EXTRACT TO READ.
<<<<

Remember our nation’s best leaders on the holiday

Adam Milasincic

Just in time for the not-quite-holiday when bank tellers and mailmen hail America’s dead Caesars with a sentimental “We’re closed,” I present to you the five oldies-but-goodies who were our greatest presidents.

My list of the worst would violate too many sacraments of political correctness, and I prefer to avoid expulsion from polite society. (Suffice it to say that Franklin D. Roosevelt is the archfiend and that he shares his place in hellfire with a horned minion named George W. Bush.)

Unlike most historians, I rank greatness by a president’s adherence to the plain text of the Constitution – not his success in sneakily subverting it. By that standard, here are the heroes:

1. Grover Cleveland

Remember the Clinton-era NRA bumper stickers proclaiming “Charlton Heston is my President”? Grover Cleveland is mine.

He vetoed 584 bills at the dawn of the so-called “Progressive Era.” When the only federal taxes were tariffs, he slashed them. Before the income tax existed, Cleveland called it “ruthless extortion.”

>>>>

DATA EXCERPTS.
<<<<

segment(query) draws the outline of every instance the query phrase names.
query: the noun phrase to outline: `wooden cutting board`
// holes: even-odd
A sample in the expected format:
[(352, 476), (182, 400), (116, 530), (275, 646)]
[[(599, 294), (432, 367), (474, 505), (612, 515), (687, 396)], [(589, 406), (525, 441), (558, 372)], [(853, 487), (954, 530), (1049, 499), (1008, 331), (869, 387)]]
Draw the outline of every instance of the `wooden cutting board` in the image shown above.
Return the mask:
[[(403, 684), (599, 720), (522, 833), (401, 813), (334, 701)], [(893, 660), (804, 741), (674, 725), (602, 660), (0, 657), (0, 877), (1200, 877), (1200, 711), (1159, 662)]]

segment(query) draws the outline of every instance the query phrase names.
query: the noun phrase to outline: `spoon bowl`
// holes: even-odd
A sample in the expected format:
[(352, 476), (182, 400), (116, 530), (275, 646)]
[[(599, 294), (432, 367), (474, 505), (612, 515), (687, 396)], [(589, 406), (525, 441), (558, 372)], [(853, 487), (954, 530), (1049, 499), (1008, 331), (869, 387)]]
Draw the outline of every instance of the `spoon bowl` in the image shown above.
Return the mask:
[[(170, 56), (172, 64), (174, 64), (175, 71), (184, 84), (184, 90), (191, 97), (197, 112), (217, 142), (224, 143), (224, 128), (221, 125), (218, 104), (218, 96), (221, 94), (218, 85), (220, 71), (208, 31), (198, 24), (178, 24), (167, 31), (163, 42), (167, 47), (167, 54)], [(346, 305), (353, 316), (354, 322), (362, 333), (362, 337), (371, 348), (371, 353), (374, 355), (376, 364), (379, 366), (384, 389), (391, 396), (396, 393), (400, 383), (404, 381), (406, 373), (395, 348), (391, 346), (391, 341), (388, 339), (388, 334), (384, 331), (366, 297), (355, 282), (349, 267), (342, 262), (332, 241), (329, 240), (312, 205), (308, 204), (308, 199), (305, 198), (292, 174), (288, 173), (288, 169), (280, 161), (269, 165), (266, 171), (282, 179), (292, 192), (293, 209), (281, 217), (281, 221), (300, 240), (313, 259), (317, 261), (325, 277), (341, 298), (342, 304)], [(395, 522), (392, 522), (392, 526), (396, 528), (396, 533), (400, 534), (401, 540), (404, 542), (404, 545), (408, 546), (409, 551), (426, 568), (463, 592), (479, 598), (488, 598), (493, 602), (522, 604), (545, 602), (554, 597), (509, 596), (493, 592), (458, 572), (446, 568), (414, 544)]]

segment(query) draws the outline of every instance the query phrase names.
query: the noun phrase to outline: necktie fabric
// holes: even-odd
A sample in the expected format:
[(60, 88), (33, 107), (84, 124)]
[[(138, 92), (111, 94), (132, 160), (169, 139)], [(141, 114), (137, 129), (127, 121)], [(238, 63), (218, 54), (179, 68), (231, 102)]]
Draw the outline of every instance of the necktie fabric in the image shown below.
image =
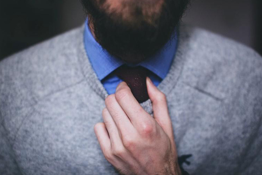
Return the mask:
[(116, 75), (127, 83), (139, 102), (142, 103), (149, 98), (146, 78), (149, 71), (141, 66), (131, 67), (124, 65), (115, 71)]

>>>>

CHALLENGE.
Continue the column ranking America's greatest presidents, picking up after its last sentence. The records are separate material and have no connection to the text about America's greatest presidents.

ANSWER TO THIS PROBLEM.
Congress tried to spend $10,000 on drought relief, and Cleveland said no: “Federal aid in such cases encourages the expectation of paternal care … and weakens the sturdiness of our national character.”

Preach it, Grover. Can anyone say “Katrina?”

2. Thomas Jefferson

In a literal sense, Jefferson was the author of American liberty. If the nation ever had “good old days,” they took place during his administration. Jefferson was and is the ultimate authority on property rights, and he laid down the only legitimate role of government in two sentences:

“Rightful liberty is unobstructed action according to our will within limits drawn around us by the equal rights of others. I do not add ‘within the limits of the law,’ because law is often but the tyrant’s will. .”

3. John Tyler

John Tyler gave the middle finger to Congress and party politics. Latter-day despots have done the same, but Tyler did so as a principled guardian of states’ rights.

Around 1820, a band of busybody Congressmen decided to revive the monster of mercantilism they had slain decades earlier. Van Buren and Andrew Jackson held the floozies at bay, but Tyler was the vice cop who scattered the spending orgy.

4. George Washington

It’s undeniable that Washington’s pre-presidential exploits qualify him as a great man. One action he took in office qualifies him as a great president: He quit.

Modern politicians spend half a decade simply running for president; the ones who succeed spare no niceties of conviction or morality in their crazed quest to maintain power. Washington said, “I’m done.”

5. Martin Van Buren

Van Buren is great for doing nothing. If more presidents had adopted this policy, liberty might still be alive in the United States.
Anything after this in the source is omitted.